Aim of the task:
If a line in the records below contains the word "positive", return that line.

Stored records
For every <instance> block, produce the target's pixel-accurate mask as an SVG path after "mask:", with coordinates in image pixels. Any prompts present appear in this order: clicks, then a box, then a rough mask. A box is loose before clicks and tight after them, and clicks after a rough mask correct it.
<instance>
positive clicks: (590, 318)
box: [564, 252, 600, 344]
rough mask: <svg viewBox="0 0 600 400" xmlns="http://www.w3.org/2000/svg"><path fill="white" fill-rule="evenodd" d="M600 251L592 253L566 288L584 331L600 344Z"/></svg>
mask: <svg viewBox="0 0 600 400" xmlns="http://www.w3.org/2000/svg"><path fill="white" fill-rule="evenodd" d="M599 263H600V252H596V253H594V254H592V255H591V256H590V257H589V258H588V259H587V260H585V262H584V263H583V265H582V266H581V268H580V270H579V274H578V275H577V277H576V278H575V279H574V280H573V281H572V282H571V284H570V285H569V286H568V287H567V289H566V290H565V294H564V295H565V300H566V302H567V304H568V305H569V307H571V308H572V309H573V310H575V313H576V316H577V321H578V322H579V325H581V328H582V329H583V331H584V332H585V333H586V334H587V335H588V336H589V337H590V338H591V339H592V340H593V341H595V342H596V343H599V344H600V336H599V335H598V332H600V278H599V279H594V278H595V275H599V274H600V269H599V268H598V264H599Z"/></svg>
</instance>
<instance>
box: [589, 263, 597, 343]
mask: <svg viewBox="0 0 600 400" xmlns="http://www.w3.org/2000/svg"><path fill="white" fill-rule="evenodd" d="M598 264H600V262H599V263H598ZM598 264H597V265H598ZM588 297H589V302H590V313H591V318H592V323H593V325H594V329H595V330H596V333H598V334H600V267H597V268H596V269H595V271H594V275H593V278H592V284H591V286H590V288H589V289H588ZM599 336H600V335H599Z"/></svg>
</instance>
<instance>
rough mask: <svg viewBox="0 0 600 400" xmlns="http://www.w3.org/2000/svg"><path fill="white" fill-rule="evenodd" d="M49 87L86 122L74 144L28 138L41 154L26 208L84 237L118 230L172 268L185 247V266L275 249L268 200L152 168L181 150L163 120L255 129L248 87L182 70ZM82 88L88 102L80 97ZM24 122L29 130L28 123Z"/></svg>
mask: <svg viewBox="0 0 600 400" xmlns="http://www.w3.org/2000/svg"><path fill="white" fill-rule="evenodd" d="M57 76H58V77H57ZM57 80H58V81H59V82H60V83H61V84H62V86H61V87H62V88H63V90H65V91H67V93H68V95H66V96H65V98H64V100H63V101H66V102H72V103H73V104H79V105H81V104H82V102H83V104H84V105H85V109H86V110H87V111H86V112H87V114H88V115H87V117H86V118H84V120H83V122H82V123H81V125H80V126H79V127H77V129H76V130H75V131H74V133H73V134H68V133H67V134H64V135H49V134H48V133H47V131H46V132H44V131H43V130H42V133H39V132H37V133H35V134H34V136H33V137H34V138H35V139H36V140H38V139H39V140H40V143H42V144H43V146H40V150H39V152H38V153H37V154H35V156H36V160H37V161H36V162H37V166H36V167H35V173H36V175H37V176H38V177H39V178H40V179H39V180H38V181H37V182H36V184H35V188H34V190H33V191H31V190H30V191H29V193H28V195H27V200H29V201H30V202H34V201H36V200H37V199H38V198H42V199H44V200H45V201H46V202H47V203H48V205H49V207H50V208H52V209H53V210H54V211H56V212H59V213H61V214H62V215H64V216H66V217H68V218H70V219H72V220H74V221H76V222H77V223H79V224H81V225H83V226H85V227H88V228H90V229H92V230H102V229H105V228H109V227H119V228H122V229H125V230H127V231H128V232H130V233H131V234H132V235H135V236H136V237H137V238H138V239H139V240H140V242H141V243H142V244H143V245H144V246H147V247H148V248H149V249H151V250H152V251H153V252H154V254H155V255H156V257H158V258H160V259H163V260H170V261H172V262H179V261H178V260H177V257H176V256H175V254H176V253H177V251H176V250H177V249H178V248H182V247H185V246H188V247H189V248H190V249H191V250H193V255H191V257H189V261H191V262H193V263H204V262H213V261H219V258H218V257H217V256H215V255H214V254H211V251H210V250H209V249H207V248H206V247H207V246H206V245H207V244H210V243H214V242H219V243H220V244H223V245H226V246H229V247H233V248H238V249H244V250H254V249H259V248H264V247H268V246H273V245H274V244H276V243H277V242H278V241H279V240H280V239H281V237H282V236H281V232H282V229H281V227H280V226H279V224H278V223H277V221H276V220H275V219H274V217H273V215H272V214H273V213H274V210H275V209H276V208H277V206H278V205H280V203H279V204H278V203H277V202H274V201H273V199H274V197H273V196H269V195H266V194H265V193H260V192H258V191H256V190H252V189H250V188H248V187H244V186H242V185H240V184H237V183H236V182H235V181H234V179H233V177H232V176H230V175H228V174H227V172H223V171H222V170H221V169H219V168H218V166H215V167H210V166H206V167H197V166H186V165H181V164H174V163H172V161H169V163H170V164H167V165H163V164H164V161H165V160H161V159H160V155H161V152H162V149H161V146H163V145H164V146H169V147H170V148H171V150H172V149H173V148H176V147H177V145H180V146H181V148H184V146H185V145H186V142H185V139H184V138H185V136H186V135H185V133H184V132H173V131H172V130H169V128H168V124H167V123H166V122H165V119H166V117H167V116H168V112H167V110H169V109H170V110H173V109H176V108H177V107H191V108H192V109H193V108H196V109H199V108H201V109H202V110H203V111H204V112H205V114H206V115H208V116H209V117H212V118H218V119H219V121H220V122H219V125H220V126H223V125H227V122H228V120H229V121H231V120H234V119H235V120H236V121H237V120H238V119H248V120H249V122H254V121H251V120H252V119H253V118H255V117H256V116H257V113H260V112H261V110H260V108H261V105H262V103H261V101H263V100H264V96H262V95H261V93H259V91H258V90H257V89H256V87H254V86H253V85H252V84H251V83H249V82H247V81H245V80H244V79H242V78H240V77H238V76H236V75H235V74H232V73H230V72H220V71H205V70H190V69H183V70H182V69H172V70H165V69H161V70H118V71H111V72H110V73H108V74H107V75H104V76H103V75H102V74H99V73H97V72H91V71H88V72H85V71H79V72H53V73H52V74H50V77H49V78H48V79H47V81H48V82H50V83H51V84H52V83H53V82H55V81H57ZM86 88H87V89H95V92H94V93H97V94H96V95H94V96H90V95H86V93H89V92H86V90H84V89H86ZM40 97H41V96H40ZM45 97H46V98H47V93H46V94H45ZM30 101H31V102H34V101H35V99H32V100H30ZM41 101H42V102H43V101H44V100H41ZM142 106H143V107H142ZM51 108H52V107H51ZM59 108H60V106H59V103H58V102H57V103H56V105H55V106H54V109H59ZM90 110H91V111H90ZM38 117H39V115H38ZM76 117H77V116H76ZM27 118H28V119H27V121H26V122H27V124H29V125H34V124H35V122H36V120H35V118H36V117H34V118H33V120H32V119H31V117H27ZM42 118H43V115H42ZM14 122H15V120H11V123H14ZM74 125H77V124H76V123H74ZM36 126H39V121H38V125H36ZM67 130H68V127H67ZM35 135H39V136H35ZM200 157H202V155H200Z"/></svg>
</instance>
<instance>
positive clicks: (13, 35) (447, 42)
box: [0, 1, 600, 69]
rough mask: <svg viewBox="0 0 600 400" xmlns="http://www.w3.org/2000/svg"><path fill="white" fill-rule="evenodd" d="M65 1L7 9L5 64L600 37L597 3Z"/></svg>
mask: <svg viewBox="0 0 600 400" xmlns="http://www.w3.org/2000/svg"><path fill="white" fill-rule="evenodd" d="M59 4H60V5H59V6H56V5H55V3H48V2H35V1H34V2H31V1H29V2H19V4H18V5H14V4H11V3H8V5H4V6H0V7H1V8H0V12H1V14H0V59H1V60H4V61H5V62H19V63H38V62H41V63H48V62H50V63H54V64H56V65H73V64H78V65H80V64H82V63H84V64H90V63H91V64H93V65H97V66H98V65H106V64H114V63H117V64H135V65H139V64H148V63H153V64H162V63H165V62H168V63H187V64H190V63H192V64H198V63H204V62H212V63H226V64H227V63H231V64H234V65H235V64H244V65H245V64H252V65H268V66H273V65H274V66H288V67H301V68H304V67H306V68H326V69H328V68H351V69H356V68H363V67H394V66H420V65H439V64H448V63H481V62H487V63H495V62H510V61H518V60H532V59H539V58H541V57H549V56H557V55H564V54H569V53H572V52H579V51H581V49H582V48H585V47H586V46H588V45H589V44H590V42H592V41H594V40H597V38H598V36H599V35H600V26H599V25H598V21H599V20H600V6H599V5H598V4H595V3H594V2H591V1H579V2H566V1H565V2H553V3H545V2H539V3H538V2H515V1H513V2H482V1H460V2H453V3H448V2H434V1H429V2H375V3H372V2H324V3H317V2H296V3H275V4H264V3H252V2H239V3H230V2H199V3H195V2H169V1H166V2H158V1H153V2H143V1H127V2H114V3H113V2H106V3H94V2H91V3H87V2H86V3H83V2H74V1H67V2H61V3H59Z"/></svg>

Finished exercise:
positive clicks: (590, 318)
positive clicks: (13, 35) (447, 42)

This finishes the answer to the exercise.